§ **Excerpted text**:
# # # #

I suppose there’s a thread of grim irony running through the neon hardwiring of Rupert Sanders’ Ghost in the Shell, a live-action reskinning of Mamoru Oshii’s seminal 1995 anime (itself adapted from Masamune Shirow’s cult 1989 manga). The property suggests that “Ghosts” are the minds and souls of individuals, extracted and preserved for rehousing in “Shells” – sleek, state-of-the-art robotic bodies. Sanders’ film has an awfully pretty shell; deliriously inventive production design buoyed by visual effects that look every cent of their $110 million price tag. But crack open the body and there’s nothing there but fistfuls of wiring. The ghost isn’t home.
Oshii’s film was shorter, but deeper. It had things to say about the nature of humanity and the rapidly accelerating development of technology. At what point, it asked, does the soul converge with the system? Transhumanists call it the “singularity” – the hypothetical confluence of man and machine. Ghost in the Shell ’17 wants to spoon-feed its audience the same cyberpunk meal, but never gives them anything to chew on.
Sanders might have convincingly borrowed the aesthetic and anarchic spirit of Oshii’s work, but the exposition-heavy screenplay, by Jamie Moss, William Wheeler and Ehren Kruger, fails to plumb it for anything meaningful. It once again imagines the vaguely-Asian glass-and-steel metropolis of New Port City; a soulless warren of grim slums and advertisement-festooned skyscrapers. What was once Major Motoko Kusanagi is now Major Mira Killian (Scarlett Johansson), a cybernetic squad leader in the elite government counterterrorism unit, Section 9. Responsible for Major’s next-gen innards and skin-tight, formfitting bodysuit is the robotics corporation, Hanka, and it’s snarling CEO, Cutter (Peter Ferdinando).
Let me just stop you there. Yes, you’ve probably figured out where this is going, and no, you don’t get any points for guessing that maybe Major has been told a few porkies about the origins of her brain, or that the soulless for-profit corporation might have something to do with the renegade master-hacker, Kuze (Michael Carmen Pitt), who’s nabbing the minds of Hanka scientists. At this point, Ghost in the Shell is a victim of its own influence. When the Wachowski’s pitched The Matrix, they declared that they wanted to create a “real” version of the anime. Hollywood has spent the last two decades grafting Ghost in the Shell’s various component parts onto every near-future dystopian sci-fi shindig released since. The bones have been picked clean. Ghost in the Shell’s own adaptation suffers because everything about it worth adapting has already been adapted.

# # # #

§ **Aim of the task**: Continue the Ghost in the Shell film review, starting after its last sentence. The data that comes after this review is not needed for the work.

§ **Record excerpts**:
# # # #

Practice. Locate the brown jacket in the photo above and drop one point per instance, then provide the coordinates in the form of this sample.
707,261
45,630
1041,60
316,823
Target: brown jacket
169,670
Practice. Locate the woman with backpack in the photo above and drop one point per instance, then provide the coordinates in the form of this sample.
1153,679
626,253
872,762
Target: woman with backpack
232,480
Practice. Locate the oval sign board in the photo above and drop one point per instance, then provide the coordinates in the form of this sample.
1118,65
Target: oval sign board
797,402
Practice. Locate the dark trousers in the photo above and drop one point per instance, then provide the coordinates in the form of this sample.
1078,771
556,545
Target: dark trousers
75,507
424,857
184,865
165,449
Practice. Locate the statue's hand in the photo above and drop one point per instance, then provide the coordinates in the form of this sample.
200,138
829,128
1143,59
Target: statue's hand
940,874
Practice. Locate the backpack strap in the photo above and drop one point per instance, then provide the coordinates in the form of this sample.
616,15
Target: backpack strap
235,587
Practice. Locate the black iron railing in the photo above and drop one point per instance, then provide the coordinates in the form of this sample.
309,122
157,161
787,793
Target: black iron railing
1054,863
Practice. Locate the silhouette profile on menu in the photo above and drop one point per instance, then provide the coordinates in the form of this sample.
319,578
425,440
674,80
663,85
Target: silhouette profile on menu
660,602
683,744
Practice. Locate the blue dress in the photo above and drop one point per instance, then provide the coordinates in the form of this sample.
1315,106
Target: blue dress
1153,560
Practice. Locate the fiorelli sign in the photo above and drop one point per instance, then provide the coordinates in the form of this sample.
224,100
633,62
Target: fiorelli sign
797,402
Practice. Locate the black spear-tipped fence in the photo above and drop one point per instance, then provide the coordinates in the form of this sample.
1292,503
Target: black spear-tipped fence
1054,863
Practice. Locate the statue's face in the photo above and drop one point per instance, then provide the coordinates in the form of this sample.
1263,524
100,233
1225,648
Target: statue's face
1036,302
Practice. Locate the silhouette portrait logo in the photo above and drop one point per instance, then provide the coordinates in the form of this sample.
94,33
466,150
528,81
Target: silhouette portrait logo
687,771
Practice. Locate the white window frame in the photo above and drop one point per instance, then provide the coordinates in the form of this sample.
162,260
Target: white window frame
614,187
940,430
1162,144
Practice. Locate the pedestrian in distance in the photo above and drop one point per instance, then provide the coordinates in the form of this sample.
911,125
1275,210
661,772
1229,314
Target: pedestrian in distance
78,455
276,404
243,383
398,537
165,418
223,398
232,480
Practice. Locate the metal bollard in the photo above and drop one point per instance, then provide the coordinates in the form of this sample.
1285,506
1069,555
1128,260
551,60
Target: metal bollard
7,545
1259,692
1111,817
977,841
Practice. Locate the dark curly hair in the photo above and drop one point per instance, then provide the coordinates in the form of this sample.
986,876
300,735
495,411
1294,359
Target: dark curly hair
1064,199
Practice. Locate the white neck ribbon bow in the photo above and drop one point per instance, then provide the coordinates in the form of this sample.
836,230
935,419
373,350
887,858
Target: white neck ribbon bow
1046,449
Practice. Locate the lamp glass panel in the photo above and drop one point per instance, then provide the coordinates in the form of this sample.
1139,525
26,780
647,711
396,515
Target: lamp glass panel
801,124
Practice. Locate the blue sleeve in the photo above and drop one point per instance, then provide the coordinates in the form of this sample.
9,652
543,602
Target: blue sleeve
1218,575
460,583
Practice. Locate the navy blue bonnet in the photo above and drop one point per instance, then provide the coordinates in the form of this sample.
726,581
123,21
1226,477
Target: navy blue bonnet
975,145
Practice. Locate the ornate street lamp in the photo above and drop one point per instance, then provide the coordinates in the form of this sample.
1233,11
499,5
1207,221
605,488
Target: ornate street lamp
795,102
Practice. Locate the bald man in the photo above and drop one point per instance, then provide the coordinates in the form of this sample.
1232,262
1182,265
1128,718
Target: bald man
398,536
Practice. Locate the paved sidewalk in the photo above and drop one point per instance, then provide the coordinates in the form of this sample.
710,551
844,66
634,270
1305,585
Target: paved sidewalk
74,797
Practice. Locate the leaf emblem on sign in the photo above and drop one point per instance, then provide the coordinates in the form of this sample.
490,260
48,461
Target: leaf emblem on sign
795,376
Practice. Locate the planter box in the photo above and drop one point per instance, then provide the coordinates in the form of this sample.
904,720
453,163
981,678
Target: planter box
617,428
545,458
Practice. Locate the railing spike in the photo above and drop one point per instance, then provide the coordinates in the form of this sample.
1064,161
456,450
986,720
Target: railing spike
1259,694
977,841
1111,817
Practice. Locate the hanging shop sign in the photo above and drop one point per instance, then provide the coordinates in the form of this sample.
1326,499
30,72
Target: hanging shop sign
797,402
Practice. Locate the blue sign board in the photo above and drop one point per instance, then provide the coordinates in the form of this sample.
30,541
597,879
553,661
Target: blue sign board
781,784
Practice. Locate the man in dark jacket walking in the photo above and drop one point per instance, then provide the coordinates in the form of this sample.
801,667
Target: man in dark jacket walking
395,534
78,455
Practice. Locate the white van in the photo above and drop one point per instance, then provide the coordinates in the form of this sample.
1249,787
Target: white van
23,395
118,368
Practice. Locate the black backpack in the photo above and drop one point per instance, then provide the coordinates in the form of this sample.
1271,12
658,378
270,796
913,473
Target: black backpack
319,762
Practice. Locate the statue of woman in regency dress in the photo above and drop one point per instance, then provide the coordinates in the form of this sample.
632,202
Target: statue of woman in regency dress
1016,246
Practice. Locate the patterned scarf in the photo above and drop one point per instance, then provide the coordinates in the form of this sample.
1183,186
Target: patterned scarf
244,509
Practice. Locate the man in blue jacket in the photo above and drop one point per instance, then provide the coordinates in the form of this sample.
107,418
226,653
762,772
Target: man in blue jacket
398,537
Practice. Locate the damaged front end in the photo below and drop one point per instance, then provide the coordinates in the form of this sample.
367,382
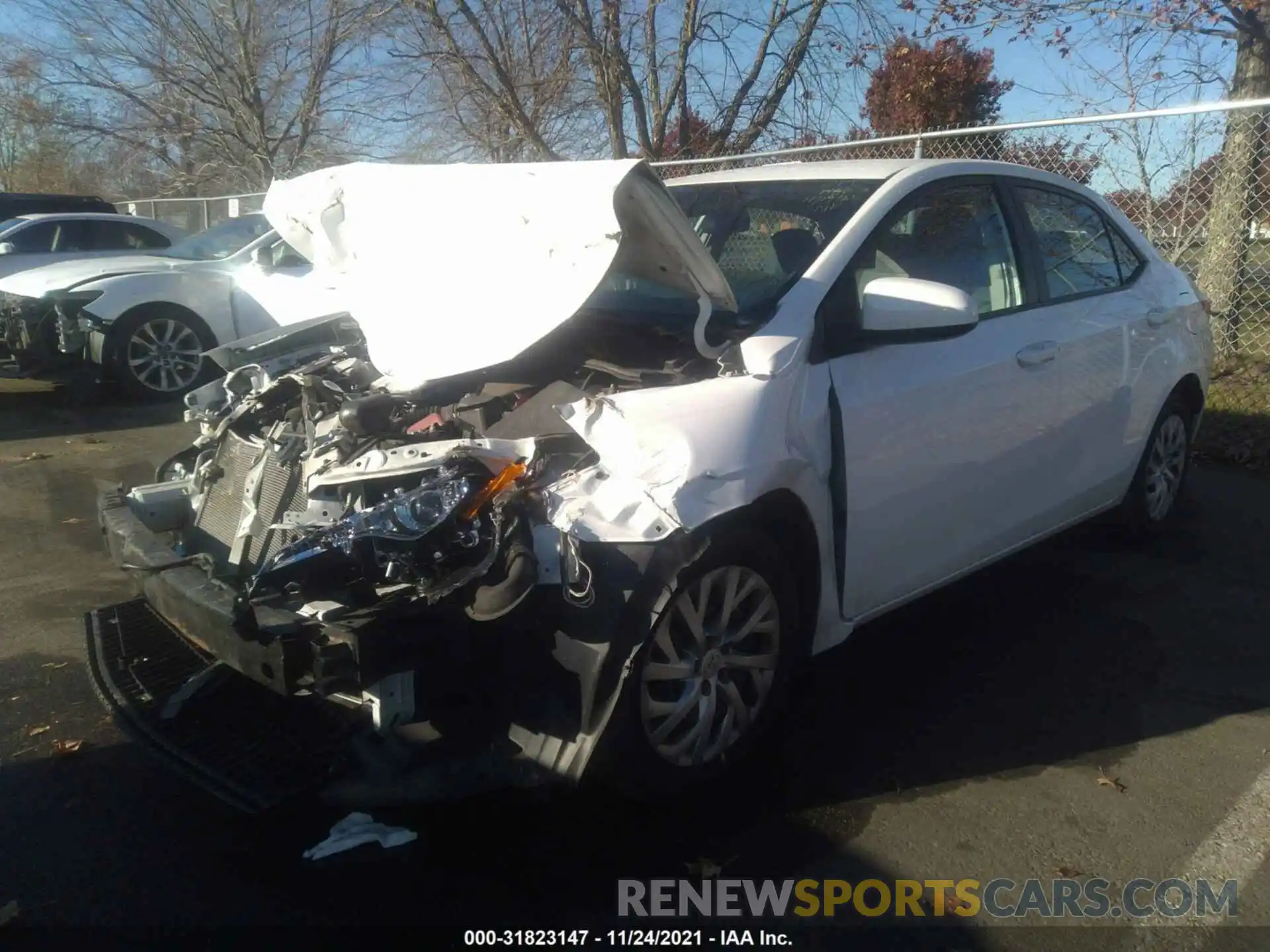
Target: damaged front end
390,561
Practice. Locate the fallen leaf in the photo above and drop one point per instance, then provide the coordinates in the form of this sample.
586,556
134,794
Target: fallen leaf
952,903
1114,782
706,869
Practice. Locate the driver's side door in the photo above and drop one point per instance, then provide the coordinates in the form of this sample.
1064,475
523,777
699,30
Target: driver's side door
284,292
937,442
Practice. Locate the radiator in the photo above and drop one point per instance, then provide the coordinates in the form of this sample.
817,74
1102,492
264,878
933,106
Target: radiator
218,521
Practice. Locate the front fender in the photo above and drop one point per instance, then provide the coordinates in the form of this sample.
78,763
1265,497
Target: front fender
205,294
675,459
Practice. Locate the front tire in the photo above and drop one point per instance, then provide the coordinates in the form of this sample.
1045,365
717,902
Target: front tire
157,354
1161,474
714,672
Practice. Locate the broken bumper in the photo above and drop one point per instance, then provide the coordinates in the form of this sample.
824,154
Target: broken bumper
201,608
245,746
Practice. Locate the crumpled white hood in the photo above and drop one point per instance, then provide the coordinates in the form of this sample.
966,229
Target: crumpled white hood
452,268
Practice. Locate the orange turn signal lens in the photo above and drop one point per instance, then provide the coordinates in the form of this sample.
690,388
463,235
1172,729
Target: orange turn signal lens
506,477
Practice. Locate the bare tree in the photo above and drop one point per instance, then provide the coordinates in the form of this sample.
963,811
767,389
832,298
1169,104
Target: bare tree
651,77
1154,167
211,93
36,154
1246,24
499,79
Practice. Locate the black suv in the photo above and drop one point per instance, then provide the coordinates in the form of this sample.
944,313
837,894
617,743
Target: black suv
16,204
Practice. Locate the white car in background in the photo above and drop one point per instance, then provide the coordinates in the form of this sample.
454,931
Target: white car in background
148,319
36,240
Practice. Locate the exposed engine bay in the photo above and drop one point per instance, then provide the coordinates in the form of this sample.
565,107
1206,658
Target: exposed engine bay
404,499
362,539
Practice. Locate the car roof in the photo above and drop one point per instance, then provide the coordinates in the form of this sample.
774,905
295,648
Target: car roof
867,169
103,216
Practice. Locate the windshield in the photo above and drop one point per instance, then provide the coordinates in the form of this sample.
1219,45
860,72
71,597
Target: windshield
762,234
222,240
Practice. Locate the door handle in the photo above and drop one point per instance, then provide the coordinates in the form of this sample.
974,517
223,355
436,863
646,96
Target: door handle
1038,354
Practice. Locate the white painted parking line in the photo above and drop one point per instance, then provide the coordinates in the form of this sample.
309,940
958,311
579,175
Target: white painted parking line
1235,850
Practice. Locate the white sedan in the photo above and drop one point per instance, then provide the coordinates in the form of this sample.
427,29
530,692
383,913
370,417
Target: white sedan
148,317
633,452
36,240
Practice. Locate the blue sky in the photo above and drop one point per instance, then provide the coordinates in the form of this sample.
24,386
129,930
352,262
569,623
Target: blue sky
1032,65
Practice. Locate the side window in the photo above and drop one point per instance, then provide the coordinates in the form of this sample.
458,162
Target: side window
286,257
148,238
770,245
121,235
73,237
34,239
1075,245
955,237
1126,257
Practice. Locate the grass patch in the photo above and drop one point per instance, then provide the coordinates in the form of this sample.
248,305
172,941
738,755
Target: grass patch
1236,427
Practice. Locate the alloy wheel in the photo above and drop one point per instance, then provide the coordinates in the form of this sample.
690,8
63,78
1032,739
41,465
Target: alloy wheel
1165,465
710,666
164,354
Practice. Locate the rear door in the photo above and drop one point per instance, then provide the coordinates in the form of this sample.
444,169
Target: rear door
940,444
1095,310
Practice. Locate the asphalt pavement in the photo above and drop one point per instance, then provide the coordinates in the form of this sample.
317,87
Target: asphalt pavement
1089,706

# # # #

§ **Result of this exercise**:
What’s left, in the absence of a compelling story to follow, is the thrill of seeing iconic visual beats transmuted into live-action. And if Rupert Sanders has a real talent, it’s as a visualist. (His previous film was Snow White and the Huntsman, which was stale but at least looked great.) He reconstructs the anime’s big set-piece moments – the scurrying geishas, an invisible punch-up in an urban lagoon, the stomping arachnoid tank – with real finesse. And there’s a facile novelty in that, especially in such an expensive-looking production, and when so little else feels worthwhile – least of all how the various characters navigate these sequences. The action is at least shot for clarity and doesn’t fall victim to overediting, but the mechanics of each slow-motion spectacle feel as rote and predictable as the narrative.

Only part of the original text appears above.